* **Passage provided**:
-------
By Sue Williams
August 25, 2022
Our first spring in three years without COVID concerns dominating the property market is set to see a move from a Hunger Games-type frenzy for buying homes to a more restrained Downton Abbey-style pace.
New Domain Buyer Demand Indicator data shows demand has now slumped from its October 2021 peak by 32.6 per cent for houses and 27.7 per cent for units, which is likely to create much more healthy conditions for purchasers.
“The upcoming spring selling season will give buyers the reassurance of time to make the right property decisions as homes are spending longer on the market and choice has lifted,” says Domain chief of research and economics Dr Nicola Powell.
“The transition from winter to spring will see a lift in new listings and an emergence of more buyers which will test the number of active buyers and the price expectation of sellers. This will be the first real rest of the property market since interest rates started to rise.”
For sellers, although market conditions have become more challenging, the research shows that those pricing homes to meet buyer expectations are still achieving quick sales.
Underlying all the activity too is the fact that house prices in the combined capitals rose during the pandemic period by an average of 32.4 per cent, creating a strong boost in equity for home owners.
Market conditions are varied across the country, however. In Sydney, buyer demand for houses peaked in March 2021, seven months earlier than the combined capitals’ peak, which suggests it’s further along the price cycle than other cities, with affordability stifling demand.
Melbourne, Brisbane, Adelaide and regional Australia also peaked in October 2021, while Hobart peaked even earlier in February 2021, Darwin peaked in June 2021, Canberra in July 2021 and Perth much later in March this year, allying to the lifting of strict West Australian border controls.
Adelaide units also peaked later in February 2022 in line with their increased affordability and higher levels of investor activity.
At the same time, the Domain report shows buyer demand for units is higher in Brisbane, Canberra, Darwin, Hobart and Perth – the opposite of Sydney, Melbourne and Adelaide.
“I think this is going to be a good spring for home buyers,” says Judi O’Dea of Ray White Paddington in Brisbane.
“I want to tell them all that no one rings a bell when you hit the bottom of the market – but it could be ringing loudly right now, and I think it might be.
“I acknowledge that the market has softened, and has come back about 10 per cent, but I don’t think it will fall any further, and I don’t believe the interest rate will go above four per cent.
“So that’s some degree of certainty for buyers, a bit of a sweet spot, and they need to know that a home is a home and if you like something, buy it!”
In Melbourne, spring is likely to bring more optimism for buyers too, believes Marshall White director and auctioneer John Bongiorno.
“This is probably one of the slowest lead-ups to the spring market we’ve ever seen,” he says. “It’s been an elongated winter.
“But buyers now seem to be absorbing the rate rises we’ve had and the pendulum is starting to swing back to buyers so we’re beginning to see some great results in response to properties on the market. It might be a slow spring in regard to the volume of sales but those properties that do come to the market will do well.”
-------
* **Supplied material**:
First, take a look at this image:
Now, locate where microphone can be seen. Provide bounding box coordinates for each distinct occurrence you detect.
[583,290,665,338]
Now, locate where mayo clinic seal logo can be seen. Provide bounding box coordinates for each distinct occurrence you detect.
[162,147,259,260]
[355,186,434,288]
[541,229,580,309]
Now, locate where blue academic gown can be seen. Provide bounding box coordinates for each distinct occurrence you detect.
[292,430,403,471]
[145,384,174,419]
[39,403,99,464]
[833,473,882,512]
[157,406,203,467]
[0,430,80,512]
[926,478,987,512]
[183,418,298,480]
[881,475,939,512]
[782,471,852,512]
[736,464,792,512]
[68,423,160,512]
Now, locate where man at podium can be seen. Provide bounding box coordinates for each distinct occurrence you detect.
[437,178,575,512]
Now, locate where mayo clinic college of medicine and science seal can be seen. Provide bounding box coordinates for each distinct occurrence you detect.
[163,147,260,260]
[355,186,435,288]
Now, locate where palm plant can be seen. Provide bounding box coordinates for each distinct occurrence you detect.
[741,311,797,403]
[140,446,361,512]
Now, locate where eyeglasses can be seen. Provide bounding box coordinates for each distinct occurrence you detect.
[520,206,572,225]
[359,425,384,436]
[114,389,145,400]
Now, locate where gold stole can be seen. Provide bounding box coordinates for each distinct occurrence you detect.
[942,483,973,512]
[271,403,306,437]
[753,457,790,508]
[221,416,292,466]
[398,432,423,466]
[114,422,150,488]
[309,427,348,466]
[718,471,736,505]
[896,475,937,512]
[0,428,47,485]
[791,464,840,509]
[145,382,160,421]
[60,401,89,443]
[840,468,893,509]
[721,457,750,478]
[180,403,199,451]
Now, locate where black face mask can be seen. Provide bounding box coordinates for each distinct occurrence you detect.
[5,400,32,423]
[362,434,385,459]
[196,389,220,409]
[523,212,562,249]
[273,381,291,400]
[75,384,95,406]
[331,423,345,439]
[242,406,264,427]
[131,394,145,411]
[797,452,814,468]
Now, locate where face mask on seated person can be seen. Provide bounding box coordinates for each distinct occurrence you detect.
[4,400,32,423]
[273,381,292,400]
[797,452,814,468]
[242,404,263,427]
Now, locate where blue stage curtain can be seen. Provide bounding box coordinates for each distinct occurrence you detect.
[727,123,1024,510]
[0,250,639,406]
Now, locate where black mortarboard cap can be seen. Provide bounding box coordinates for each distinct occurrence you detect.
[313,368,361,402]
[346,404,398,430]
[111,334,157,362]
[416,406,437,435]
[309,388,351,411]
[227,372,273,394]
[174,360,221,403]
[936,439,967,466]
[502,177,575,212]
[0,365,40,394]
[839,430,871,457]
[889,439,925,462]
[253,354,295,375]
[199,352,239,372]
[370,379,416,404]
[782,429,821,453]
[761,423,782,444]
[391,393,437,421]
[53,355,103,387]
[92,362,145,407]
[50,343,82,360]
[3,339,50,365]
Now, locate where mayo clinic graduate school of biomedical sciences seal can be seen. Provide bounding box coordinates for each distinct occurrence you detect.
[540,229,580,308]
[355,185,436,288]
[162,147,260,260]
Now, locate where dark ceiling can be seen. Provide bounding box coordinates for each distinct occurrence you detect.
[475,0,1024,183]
-------
* **What you need to do**:
A: According to the property market article, in what month and year did buyer demand for houses in Sydney peak?
B: Retype the stretch of the property market article from "Market conditions are" through "affordability stifling demand." without altering a word.

* **Solutions to the tasks**:
A: March 2021

B:
Market conditions are varied across the country, however. In Sydney, buyer demand for houses peaked in March 2021, seven months earlier than the combined capitals’ peak, which suggests it’s further along the price cycle than other cities, with affordability stifling demand.